本文抜粋
⟨
時代の流れでしょうか、建築業界の使用材料はALCやサイディング、ビニールクロスに化粧合板。構造材は集成材が当たり前。なんでもかんでも安定した寸法、性質の材料ばかりになってしまったようです。

無垢の木なんて寸法も、性質も不安定な材料は、現代建築的には不安しか無い材料らしく、何処もかしこも排除対象。

なーんてつまらない建築業界。それならば!よっしゃ!まがいなりともアウトドアハウスの施主兼、セルフビルダーとしてここは是非に自然素材である木材を徹底的にフィーチュアし、建築材料としての優秀さ、美しさを盛大に崇めた偏見に充ち満ちたコンテンツを構築しませう!

風合いという性能

そうです、「風合い」。英語ではhandlingと言うそうです。つまり触った時の感触やら感覚から受け取る事が出来る「素材感」。
⟩
取り組む作業
1/ 本文抜粋によると、「風合い」は英語で何と言うとされていますか。
2/ 本文抜粋の「時代の流れでしょうか、建築業」から「け取る事が出来る「素材感」。」までを、両端も含めてそのまま書き写しなさい。

掲載データ一覧
⟨
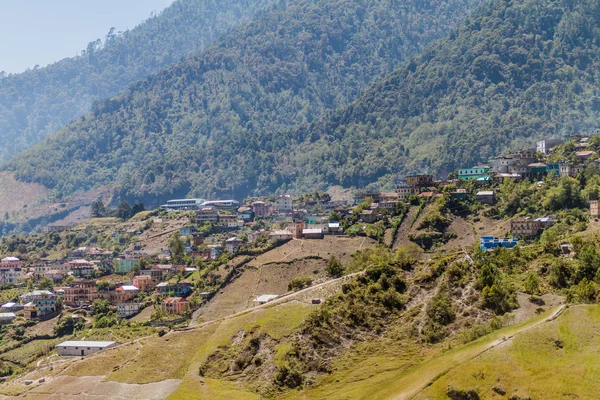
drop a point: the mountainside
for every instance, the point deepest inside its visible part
(38, 102)
(513, 72)
(212, 124)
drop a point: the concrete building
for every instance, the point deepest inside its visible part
⟩
課題別の解答
1/ handling

2/
時代の流れでしょうか、建築業界の使用材料はALCやサイディング、ビニールクロスに化粧合板。構造材は集成材が当たり前。なんでもかんでも安定した寸法、性質の材料ばかりになってしまったようです。

無垢の木なんて寸法も、性質も不安定な材料は、現代建築的には不安しか無い材料らしく、何処もかしこも排除対象。

なーんてつまらない建築業界。それならば!よっしゃ!まがいなりともアウトドアハウスの施主兼、セルフビルダーとしてここは是非に自然素材である木材を徹底的にフィーチュアし、建築材料としての優秀さ、美しさを盛大に崇めた偏見に充ち満ちたコンテンツを構築しませう!

風合いという性能

そうです、「風合い」。英語ではhandlingと言うそうです。つまり触った時の感触やら感覚から受け取る事が出来る「素材感」。